(EXTRACT PROVIDED):
□ □ □
The hacking attempts were 'highly personalized' for each target, they would consist of sending text messages with an attached link, and for the spyware to enter a users smartphone, all it needed was for the smartphone owner to click on the link. The news reporter Carmen Aristegui, whom previously in 2014, had revealed a conflict of interest regarding the president ownership of a Mexican "Casa Blanca (White House)" and was unfairly fired from her job for airing such investigation, herself, received 22 hacking attempts, the most for any journalist who has been found targeted, one of those attempts disguised as a message sent by an American Embassy in Mexico, trying to help her with a problem with her Visa; additionally Aristegui's son Emilio Aristegui received attempts for 23 months despite being an under-age 16-year-old teen. News media perceived attempts at Aristegui as revenge from the Mexican government. News reporter Carlos Loret de Mora received 8 attempts. While, Juan E. Pardinas, the director of the Mexican Institute of Competitiveness, also received multiple attempts where he was told men with guns were outside his house and another where a contact not on his list invited him to his father's funeral because saying he was a "close friend", the attempt on his wife went as far as claiming Padilla was having an extramarital affair, but she could only see the evidence if she clicked the link. Also, most of the parents, protesters and the major leaders of the investigations of the "Ayotzinapa, 43 Students Massacre" received spyware messages, so did the "Women of Atenco" (a scandal directly tied to Enrique Peña Nieto's time as Governor of the State of Mexico).The New York Times article contained a picture of EPN.

On June 20, 2017, the day after. The opposition political party, National Action Party (PAN) denounced the Mexican government to the Inter-American Commission on Human Rights for suspicions of violations towards human rights and requested them, to lead an investigation citing such spying causes violations towards the article 16th of the Mexican Constitution, as well as violating article 11th of the Universal Declaration of Human Rights. While, in response to the accusations, Peña Nieto made public that such technology was bought and indeed used by the Mexican government, but he denied misuses, and stated that it was only used to protect Mexicans by searching for criminal by saying he "also felt spied upon, but there was nothing more fake than blaming the (Mexican) government", and that there was "no proof"; saying he ordered the PGR an investigation and that he hoped "under the law, it can be applied against those that have raised false accusations against the government.", with the last part of the quote making journalist hacking victims feel threatened. Which forced the Mexican president to call writer of the article Azam Ahmed to tell him, he was not menacing him. However, due to his previous presidential scandals, Peña Nieto words lacked credibility to most Mexicans, with journalists like Jorge Ramos complaining about how Enrique Peña Nieto remains in power despite his illegal actions. Later on the day political rival Andrés Manuel López Obrador (AMLO) who competed for the presidency against EPN in 2012 and intends to compete again in 2018 as the candidate from the MORENA political party, was also revealed to be among the hacking targets, with his son also as a target. On June 23, 2017, the National Human Rights Commission (Mexico) opened a case regarding the government espionage.
□ □ □
(STATED TASK A):
In the passage on spying in Mexico, how many hacking attempts did Carmen Aristegui receive?
(STATED TASK B):
In the listing, change "front door" to "rear door" from the line with "In the photo above, where can the white" up to and including the line with "column 133, row 208", and give only those lines, otherwise unchanged.
The passage on spying in Mexico and the listing have no connection to each other.
□ □ □
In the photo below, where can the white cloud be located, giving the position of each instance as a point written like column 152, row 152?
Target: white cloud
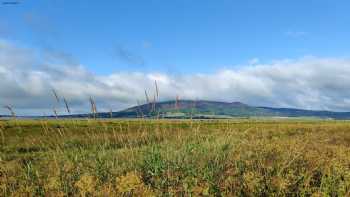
column 296, row 34
column 312, row 83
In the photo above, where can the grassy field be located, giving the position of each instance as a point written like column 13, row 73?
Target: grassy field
column 174, row 158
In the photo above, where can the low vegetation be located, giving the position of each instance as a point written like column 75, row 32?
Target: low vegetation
column 174, row 158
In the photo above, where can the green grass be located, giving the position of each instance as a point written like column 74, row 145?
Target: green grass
column 174, row 158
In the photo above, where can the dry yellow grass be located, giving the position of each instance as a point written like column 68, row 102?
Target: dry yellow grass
column 174, row 158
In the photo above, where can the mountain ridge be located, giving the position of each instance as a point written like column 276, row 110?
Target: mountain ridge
column 216, row 109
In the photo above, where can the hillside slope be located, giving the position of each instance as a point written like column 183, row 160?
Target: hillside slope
column 215, row 109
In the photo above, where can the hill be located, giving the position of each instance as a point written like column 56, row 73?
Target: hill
column 215, row 109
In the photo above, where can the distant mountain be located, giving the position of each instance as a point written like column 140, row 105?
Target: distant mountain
column 214, row 109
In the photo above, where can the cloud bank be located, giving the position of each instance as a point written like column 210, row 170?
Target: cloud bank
column 28, row 77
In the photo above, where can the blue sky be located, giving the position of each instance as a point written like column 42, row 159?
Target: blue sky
column 265, row 53
column 179, row 36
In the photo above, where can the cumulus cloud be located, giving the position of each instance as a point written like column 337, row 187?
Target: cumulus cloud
column 28, row 77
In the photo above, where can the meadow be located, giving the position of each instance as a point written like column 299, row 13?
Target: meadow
column 174, row 157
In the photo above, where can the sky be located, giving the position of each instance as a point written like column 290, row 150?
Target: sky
column 263, row 53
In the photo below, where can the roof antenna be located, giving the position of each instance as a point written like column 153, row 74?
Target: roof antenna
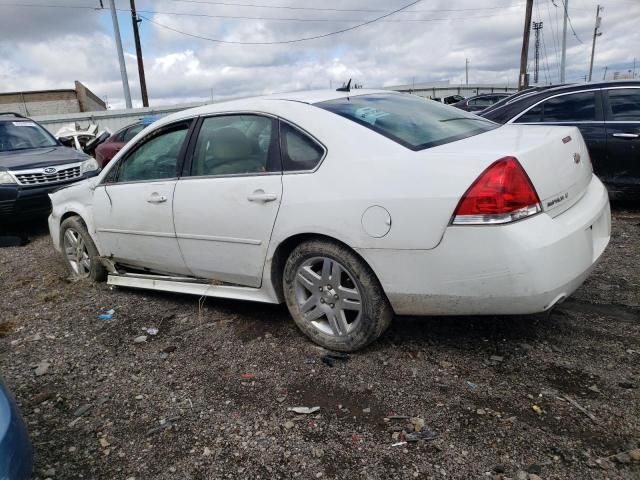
column 345, row 88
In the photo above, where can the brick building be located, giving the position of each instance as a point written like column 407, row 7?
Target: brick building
column 52, row 102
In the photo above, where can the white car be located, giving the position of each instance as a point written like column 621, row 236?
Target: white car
column 348, row 206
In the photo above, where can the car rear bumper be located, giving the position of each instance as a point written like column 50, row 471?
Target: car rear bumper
column 19, row 203
column 521, row 268
column 15, row 448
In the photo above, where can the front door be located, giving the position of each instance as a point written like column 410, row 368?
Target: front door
column 623, row 139
column 224, row 211
column 133, row 208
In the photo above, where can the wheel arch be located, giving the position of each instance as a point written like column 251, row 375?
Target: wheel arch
column 284, row 249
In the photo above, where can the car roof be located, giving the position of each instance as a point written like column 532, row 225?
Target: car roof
column 306, row 97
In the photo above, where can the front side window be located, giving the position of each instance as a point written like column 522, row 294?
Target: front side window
column 299, row 152
column 22, row 135
column 625, row 104
column 575, row 107
column 409, row 120
column 156, row 158
column 235, row 145
column 131, row 132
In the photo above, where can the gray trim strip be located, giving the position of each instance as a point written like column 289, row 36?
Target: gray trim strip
column 212, row 238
□ □ □
(OUTPUT A):
22

(OUTPUT B):
In the photo above, where can the white car be located, giving the position of each instance as a point written like column 621, row 236?
Target: white car
column 348, row 206
In the photo above, where can the car rear bumper be located, giving the position of each instance as a point written like column 50, row 471?
Target: car rear bumper
column 19, row 203
column 521, row 268
column 15, row 448
In the photo above, where can the rear door be located, giving the position of each instance as a point written like column 410, row 368?
Target: rear door
column 623, row 139
column 224, row 211
column 133, row 208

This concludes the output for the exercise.